> **Work required**
Look through the data below. Pick out the lines holding the string "belt".

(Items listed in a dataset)

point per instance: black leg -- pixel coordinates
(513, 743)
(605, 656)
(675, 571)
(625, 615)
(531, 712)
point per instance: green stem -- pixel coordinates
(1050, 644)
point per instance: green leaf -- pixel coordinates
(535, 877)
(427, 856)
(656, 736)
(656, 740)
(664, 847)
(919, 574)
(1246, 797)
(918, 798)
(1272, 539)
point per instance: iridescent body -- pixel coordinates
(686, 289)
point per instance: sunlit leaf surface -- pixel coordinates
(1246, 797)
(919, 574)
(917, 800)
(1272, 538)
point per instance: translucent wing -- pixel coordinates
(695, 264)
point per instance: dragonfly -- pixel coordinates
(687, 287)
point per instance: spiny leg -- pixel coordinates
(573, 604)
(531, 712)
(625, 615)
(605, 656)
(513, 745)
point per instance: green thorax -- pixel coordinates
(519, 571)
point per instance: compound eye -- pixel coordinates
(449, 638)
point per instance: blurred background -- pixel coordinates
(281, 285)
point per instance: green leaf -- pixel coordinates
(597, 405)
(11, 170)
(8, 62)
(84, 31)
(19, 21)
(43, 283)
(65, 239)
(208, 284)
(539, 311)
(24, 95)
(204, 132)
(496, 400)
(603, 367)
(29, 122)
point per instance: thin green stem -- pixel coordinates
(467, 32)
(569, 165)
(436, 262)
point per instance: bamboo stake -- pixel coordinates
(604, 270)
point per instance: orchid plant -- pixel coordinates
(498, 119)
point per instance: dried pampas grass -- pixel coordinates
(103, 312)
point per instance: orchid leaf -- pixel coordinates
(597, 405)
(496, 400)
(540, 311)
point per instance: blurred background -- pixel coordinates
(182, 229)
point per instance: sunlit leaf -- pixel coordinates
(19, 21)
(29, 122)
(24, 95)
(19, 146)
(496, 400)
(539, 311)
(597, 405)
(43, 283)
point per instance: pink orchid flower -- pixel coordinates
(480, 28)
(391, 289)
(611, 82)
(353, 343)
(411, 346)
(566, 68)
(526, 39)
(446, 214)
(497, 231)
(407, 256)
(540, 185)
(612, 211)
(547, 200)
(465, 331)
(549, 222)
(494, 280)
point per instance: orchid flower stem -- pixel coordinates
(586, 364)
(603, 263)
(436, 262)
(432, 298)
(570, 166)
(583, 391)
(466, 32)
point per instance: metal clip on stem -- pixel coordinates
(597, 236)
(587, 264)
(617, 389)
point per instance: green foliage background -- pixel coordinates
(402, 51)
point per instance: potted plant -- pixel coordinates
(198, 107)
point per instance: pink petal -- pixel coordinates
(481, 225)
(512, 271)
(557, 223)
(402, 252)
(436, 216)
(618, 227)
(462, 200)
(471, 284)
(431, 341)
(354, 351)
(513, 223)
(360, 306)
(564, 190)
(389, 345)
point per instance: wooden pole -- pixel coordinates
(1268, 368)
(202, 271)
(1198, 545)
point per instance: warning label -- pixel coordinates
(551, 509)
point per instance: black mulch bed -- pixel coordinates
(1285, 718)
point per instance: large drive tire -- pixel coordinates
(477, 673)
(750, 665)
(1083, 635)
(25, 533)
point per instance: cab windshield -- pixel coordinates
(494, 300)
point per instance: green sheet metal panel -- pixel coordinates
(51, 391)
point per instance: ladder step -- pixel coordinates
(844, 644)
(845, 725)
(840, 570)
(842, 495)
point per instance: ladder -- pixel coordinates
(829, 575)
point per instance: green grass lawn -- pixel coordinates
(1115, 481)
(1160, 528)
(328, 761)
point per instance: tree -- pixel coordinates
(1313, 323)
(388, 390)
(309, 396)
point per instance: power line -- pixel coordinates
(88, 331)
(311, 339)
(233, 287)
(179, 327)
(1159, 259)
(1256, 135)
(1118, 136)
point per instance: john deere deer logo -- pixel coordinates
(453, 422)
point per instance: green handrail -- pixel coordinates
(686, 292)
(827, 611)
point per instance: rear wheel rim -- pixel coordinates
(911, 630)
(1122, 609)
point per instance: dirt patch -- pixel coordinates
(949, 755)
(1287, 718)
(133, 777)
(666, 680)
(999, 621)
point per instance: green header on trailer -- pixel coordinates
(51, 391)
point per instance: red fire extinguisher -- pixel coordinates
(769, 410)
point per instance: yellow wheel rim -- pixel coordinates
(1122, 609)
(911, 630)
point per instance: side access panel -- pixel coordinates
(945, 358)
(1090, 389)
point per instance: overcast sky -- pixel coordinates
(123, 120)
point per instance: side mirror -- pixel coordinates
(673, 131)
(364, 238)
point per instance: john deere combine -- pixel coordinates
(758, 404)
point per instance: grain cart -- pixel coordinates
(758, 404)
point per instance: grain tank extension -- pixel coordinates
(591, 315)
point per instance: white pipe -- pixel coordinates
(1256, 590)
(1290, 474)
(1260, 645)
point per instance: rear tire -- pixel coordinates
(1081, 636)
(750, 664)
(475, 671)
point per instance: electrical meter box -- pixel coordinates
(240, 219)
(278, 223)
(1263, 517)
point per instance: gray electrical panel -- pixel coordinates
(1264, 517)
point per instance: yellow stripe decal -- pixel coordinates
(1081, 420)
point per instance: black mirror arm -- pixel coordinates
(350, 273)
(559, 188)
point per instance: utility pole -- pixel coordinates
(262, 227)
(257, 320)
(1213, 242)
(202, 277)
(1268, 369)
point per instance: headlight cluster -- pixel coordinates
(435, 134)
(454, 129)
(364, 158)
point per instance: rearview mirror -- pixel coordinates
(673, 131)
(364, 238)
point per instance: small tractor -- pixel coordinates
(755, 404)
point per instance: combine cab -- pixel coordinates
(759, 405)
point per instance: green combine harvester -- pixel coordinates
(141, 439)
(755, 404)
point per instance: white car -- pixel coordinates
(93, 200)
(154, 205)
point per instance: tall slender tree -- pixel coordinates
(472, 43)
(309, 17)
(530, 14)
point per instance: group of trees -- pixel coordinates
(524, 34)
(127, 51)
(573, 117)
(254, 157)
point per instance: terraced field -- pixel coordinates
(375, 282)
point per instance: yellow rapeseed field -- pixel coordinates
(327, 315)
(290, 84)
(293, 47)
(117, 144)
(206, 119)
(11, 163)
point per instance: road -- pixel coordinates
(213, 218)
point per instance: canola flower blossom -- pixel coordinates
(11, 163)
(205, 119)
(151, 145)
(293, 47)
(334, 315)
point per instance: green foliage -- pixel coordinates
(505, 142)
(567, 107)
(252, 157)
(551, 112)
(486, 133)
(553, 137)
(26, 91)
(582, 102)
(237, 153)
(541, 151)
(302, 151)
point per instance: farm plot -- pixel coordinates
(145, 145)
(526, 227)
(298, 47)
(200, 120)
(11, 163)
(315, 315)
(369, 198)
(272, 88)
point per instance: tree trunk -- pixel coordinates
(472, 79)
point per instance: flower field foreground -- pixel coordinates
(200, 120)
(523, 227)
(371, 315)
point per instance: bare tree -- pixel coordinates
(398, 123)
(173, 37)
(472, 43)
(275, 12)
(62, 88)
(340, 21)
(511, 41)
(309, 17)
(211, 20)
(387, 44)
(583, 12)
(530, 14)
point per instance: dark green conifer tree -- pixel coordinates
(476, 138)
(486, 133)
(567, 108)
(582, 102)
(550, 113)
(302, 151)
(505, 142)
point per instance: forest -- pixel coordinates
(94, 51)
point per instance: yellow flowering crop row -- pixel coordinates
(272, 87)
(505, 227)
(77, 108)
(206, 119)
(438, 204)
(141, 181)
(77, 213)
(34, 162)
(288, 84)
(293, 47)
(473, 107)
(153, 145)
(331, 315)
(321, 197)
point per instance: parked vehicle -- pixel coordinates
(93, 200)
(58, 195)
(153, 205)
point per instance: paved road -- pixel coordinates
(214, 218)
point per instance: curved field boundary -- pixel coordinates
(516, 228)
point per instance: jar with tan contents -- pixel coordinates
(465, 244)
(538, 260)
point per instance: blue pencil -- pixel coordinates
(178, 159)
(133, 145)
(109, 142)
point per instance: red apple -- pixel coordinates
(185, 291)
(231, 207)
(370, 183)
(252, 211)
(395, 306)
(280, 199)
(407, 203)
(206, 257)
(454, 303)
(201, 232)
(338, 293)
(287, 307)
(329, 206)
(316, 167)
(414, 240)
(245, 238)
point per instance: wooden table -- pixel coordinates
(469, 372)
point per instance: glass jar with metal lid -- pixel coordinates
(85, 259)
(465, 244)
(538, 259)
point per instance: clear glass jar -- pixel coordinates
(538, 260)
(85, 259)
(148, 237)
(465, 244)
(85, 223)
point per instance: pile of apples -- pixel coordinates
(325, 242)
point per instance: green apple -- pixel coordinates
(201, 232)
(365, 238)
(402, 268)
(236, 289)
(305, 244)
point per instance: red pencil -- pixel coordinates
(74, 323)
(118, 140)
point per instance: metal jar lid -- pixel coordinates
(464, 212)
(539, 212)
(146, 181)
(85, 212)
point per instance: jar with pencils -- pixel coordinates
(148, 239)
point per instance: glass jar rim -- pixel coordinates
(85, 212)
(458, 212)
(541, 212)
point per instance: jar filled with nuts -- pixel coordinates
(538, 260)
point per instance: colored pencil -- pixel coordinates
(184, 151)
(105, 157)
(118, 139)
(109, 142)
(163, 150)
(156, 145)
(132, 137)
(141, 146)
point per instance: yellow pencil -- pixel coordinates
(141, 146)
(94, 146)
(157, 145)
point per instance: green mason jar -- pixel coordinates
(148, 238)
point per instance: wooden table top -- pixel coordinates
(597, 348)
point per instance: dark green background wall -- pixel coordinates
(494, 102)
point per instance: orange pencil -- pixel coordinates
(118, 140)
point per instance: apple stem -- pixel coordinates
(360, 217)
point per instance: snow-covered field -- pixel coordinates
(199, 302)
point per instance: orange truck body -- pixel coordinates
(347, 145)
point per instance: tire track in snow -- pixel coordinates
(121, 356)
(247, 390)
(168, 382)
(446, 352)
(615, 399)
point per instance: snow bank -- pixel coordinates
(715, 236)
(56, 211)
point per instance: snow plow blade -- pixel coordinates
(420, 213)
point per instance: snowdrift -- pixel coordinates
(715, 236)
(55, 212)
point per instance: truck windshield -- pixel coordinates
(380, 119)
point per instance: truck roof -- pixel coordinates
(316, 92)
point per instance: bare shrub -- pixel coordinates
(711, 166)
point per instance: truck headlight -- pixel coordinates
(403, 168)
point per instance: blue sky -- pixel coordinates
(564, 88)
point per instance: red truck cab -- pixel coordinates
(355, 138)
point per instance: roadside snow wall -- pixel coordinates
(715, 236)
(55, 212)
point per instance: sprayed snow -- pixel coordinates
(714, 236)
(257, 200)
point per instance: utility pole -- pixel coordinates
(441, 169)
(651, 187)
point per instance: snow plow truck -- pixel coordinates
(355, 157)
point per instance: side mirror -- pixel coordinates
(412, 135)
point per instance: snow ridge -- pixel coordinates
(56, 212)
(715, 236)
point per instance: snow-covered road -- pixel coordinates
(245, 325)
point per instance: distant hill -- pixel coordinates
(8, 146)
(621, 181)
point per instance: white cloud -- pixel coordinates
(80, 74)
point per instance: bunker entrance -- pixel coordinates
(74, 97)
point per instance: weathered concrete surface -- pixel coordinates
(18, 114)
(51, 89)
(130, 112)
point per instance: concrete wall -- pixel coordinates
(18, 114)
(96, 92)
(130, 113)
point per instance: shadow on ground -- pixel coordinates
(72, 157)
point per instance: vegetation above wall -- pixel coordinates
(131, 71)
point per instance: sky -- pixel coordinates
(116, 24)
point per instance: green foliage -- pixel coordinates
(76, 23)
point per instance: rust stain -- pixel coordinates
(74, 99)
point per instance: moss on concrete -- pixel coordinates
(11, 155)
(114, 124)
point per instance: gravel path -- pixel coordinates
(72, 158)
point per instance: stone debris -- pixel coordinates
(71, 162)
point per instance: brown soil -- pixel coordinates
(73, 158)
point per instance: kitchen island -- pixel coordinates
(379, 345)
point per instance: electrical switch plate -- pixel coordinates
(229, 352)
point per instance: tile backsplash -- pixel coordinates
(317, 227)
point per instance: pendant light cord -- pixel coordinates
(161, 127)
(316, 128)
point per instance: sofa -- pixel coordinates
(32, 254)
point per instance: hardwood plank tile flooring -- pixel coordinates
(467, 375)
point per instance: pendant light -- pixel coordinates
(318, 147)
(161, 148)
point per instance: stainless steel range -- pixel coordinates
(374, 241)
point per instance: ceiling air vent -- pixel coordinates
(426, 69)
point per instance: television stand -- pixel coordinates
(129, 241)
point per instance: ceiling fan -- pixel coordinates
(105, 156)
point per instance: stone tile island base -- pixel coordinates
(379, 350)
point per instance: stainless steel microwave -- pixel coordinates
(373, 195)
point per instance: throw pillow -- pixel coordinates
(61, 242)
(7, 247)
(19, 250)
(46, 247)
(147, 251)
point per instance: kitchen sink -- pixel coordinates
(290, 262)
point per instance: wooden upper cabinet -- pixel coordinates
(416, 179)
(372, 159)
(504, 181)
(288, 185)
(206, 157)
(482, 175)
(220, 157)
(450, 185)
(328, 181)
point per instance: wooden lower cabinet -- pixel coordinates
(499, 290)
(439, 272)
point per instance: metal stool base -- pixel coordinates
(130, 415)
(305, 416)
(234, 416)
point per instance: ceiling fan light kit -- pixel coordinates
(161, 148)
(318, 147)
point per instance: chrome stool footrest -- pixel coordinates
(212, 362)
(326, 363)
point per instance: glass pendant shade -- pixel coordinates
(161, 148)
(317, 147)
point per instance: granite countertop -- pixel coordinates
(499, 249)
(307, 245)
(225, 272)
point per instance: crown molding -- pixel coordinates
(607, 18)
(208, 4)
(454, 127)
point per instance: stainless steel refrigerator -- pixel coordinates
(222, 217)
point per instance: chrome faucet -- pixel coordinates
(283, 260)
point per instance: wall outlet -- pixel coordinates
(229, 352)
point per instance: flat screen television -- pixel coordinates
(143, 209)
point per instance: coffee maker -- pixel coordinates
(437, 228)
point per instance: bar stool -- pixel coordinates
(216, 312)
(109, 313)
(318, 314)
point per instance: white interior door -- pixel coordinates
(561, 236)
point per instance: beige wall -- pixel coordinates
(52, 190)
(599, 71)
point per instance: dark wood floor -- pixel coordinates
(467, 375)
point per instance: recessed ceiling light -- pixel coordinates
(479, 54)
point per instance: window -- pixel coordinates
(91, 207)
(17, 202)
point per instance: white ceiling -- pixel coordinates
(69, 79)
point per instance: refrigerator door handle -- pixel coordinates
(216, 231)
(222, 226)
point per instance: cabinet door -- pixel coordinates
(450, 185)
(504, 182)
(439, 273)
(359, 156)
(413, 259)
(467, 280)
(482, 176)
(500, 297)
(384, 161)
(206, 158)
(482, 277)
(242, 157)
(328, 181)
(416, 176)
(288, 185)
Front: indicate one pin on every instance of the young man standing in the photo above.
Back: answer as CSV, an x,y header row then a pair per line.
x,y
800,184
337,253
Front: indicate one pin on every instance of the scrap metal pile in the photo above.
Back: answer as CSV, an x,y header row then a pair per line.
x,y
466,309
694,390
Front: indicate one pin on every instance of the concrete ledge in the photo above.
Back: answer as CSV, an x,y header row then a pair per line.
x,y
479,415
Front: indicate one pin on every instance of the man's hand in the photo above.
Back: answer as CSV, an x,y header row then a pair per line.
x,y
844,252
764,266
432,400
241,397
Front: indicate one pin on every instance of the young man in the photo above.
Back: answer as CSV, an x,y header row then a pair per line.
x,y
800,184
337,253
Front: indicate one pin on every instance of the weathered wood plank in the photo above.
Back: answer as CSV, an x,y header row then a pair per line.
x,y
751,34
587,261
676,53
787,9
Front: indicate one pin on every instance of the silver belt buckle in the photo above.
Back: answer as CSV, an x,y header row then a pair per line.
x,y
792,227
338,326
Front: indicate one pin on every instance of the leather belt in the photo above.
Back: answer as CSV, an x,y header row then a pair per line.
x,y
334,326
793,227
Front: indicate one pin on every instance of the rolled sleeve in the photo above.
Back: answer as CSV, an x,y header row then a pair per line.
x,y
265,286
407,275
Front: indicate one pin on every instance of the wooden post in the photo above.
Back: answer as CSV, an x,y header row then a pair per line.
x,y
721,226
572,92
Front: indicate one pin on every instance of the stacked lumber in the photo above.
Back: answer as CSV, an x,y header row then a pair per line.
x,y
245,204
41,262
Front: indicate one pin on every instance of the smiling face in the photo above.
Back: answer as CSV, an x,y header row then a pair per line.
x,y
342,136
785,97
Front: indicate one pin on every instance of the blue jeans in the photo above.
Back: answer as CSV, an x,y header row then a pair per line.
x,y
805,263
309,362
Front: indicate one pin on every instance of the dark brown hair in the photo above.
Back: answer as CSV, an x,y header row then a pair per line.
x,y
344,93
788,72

> **Result of the task**
Front: indicate one pin on every instance of the silver belt buckle in the photo above.
Front: indicate one pin on every instance of the leather belt in the photo above.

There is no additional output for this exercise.